**TASK PROMPT:** Update all of the lines below by replacing every occurrence of "instance" with "match", leaving everything else unchanged.

— BEGIN RECORDS SHOWN —

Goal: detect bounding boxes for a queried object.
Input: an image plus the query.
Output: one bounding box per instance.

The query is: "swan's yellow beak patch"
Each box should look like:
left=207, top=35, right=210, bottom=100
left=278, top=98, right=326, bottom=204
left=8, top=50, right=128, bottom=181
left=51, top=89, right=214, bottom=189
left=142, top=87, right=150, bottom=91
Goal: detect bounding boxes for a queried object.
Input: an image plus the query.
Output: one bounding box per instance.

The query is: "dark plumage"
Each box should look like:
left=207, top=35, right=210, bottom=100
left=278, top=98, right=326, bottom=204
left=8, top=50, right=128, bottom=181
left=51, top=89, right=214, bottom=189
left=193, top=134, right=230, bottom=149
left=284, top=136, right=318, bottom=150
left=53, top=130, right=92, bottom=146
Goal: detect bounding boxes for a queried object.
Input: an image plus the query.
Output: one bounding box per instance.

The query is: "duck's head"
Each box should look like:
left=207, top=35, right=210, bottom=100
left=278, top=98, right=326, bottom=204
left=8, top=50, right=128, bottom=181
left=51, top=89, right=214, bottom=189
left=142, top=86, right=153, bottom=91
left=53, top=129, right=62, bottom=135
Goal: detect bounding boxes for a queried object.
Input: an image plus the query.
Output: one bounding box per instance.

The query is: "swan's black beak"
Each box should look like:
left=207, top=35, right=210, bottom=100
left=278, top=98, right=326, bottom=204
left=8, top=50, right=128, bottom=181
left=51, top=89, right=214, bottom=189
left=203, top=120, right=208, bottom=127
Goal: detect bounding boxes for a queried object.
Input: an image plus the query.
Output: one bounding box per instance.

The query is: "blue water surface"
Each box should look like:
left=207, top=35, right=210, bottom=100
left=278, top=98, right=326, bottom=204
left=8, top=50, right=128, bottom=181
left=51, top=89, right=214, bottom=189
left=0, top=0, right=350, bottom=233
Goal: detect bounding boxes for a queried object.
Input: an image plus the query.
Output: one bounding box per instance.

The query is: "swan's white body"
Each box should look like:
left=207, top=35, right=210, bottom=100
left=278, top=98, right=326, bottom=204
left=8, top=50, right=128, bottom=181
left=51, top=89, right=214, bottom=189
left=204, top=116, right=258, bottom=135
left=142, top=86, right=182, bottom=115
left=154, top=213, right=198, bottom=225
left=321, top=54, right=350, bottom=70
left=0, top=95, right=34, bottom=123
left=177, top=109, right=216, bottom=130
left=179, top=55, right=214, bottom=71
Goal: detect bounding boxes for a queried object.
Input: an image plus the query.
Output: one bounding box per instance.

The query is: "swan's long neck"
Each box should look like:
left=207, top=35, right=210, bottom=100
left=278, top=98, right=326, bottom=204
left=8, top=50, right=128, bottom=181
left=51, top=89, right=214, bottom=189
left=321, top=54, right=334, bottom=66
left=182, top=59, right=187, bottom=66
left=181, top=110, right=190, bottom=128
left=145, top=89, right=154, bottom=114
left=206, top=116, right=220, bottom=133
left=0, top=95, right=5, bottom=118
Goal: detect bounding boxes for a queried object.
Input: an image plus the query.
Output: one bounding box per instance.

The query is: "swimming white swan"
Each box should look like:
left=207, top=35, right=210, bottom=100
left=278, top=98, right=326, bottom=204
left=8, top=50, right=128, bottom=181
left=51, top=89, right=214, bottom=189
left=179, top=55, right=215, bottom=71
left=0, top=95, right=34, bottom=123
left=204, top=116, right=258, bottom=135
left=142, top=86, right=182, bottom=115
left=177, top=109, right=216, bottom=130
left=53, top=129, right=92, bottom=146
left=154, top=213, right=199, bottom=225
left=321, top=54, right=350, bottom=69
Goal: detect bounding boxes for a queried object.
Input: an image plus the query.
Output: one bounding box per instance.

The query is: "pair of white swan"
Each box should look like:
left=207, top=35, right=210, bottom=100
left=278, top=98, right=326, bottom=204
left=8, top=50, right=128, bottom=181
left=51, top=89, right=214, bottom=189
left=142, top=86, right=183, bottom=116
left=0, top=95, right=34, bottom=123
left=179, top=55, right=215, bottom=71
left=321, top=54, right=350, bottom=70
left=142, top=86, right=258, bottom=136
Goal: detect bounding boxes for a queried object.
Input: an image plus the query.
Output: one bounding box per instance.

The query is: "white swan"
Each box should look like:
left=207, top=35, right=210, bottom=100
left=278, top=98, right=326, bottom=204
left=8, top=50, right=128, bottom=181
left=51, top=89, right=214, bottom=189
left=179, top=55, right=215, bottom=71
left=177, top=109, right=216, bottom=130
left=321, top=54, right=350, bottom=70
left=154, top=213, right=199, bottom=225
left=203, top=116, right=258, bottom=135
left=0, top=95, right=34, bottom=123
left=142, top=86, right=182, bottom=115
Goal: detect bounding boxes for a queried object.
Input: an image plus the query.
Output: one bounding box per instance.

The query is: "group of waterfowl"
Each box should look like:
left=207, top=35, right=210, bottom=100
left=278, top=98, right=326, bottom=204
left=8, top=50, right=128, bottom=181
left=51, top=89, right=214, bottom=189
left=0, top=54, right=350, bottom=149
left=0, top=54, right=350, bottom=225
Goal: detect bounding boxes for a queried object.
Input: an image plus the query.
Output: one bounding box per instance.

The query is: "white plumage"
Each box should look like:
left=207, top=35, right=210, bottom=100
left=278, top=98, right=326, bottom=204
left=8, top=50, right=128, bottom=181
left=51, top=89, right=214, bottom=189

— END RECORDS SHOWN —

**SOLUTION FOR THIS TASK:**
Goal: detect bounding boxes for a queried object.
Input: an image plus the query.
Output: one bounding box per match.

The query is: "swan's yellow beak patch"
Each box should look like:
left=207, top=35, right=210, bottom=100
left=278, top=98, right=326, bottom=204
left=8, top=50, right=128, bottom=181
left=51, top=89, right=214, bottom=189
left=142, top=87, right=150, bottom=91
Goal: detect bounding boxes for a queried object.
Input: an image plus the query.
Output: one bounding box per match.

The query is: "dark plumage"
Each box should look like:
left=207, top=35, right=210, bottom=100
left=278, top=98, right=326, bottom=204
left=8, top=50, right=128, bottom=181
left=51, top=89, right=214, bottom=189
left=193, top=134, right=230, bottom=149
left=284, top=136, right=318, bottom=150
left=53, top=130, right=92, bottom=146
Goal: detect bounding boxes for a queried object.
Input: an image plus the query.
Output: one bounding box per match.

The query is: "duck's head"
Each box should look like:
left=207, top=35, right=210, bottom=100
left=278, top=98, right=326, bottom=204
left=8, top=50, right=128, bottom=181
left=51, top=89, right=214, bottom=189
left=142, top=86, right=153, bottom=91
left=53, top=129, right=62, bottom=135
Goal: detect bounding boxes for a queried object.
Input: an image plus the query.
Output: one bounding box per match.

The query is: "swan's black beak"
Each box should look like:
left=207, top=35, right=210, bottom=100
left=278, top=98, right=326, bottom=204
left=8, top=50, right=128, bottom=181
left=51, top=89, right=214, bottom=189
left=203, top=120, right=208, bottom=127
Goal: detect bounding boxes for a queried object.
Input: an image plus the query.
Output: one bounding box per match.

The query is: "blue water surface"
Each box should look like:
left=207, top=35, right=210, bottom=100
left=278, top=98, right=326, bottom=204
left=8, top=50, right=128, bottom=181
left=51, top=89, right=214, bottom=189
left=0, top=0, right=350, bottom=233
Goal: detect bounding boxes for a queried object.
Input: an image plus the query.
Output: one bounding box per match.

The query is: "swan's white body"
Each box should look like:
left=207, top=35, right=210, bottom=100
left=278, top=98, right=326, bottom=204
left=8, top=50, right=128, bottom=181
left=51, top=89, right=214, bottom=189
left=204, top=116, right=258, bottom=135
left=142, top=86, right=182, bottom=115
left=154, top=213, right=198, bottom=225
left=321, top=54, right=350, bottom=70
left=0, top=95, right=34, bottom=123
left=177, top=109, right=216, bottom=130
left=179, top=55, right=214, bottom=71
Goal: detect bounding boxes for a queried object.
Input: an image plus the query.
Output: one bounding box per match.

The query is: "swan's long neck"
Each box should look like:
left=207, top=35, right=210, bottom=100
left=278, top=98, right=326, bottom=204
left=8, top=50, right=128, bottom=181
left=51, top=89, right=214, bottom=189
left=321, top=54, right=334, bottom=66
left=182, top=59, right=187, bottom=66
left=181, top=110, right=190, bottom=128
left=145, top=89, right=154, bottom=114
left=206, top=116, right=220, bottom=133
left=0, top=95, right=5, bottom=118
Goal: detect bounding boxes for a queried object.
Input: an image plus the query.
Output: one bounding box per match.

The query is: "swimming white swan"
Each box should look like:
left=207, top=35, right=210, bottom=100
left=278, top=98, right=326, bottom=204
left=8, top=50, right=128, bottom=181
left=51, top=89, right=214, bottom=189
left=179, top=55, right=215, bottom=71
left=0, top=95, right=34, bottom=123
left=204, top=116, right=258, bottom=135
left=142, top=86, right=182, bottom=115
left=177, top=109, right=216, bottom=130
left=53, top=129, right=92, bottom=146
left=154, top=213, right=199, bottom=225
left=321, top=54, right=350, bottom=69
Goal: detect bounding boxes for a queried object.
Input: an image plus the query.
Output: one bounding box per match.

The query is: "pair of white swan"
Each box should look like:
left=207, top=35, right=210, bottom=100
left=278, top=98, right=326, bottom=204
left=8, top=50, right=128, bottom=181
left=51, top=89, right=214, bottom=189
left=142, top=86, right=183, bottom=116
left=0, top=95, right=34, bottom=123
left=179, top=55, right=215, bottom=71
left=321, top=54, right=350, bottom=70
left=142, top=86, right=258, bottom=136
Goal: detect bounding boxes for a queried object.
Input: an image plus the query.
Output: one bounding box per match.

The query is: "white swan"
Each box should look like:
left=207, top=35, right=210, bottom=100
left=278, top=98, right=326, bottom=204
left=8, top=50, right=128, bottom=181
left=51, top=89, right=214, bottom=189
left=179, top=55, right=215, bottom=71
left=177, top=109, right=216, bottom=130
left=321, top=54, right=350, bottom=70
left=154, top=213, right=199, bottom=225
left=203, top=116, right=258, bottom=135
left=0, top=95, right=34, bottom=123
left=142, top=86, right=182, bottom=115
Goal: detect bounding boxes for a queried object.
Input: an image plus the query.
Output: one bounding box per match.

The query is: "group of waterfowl"
Each box should look like:
left=207, top=35, right=210, bottom=100
left=278, top=98, right=326, bottom=204
left=8, top=50, right=128, bottom=181
left=51, top=89, right=214, bottom=189
left=0, top=54, right=350, bottom=149
left=0, top=54, right=350, bottom=225
Goal: detect bounding boxes for a queried object.
Input: an image plus the query.
Output: one bounding box per match.

The query is: "white plumage"
Each box should look like:
left=207, top=35, right=210, bottom=100
left=278, top=98, right=326, bottom=204
left=8, top=50, right=128, bottom=181
left=51, top=89, right=214, bottom=189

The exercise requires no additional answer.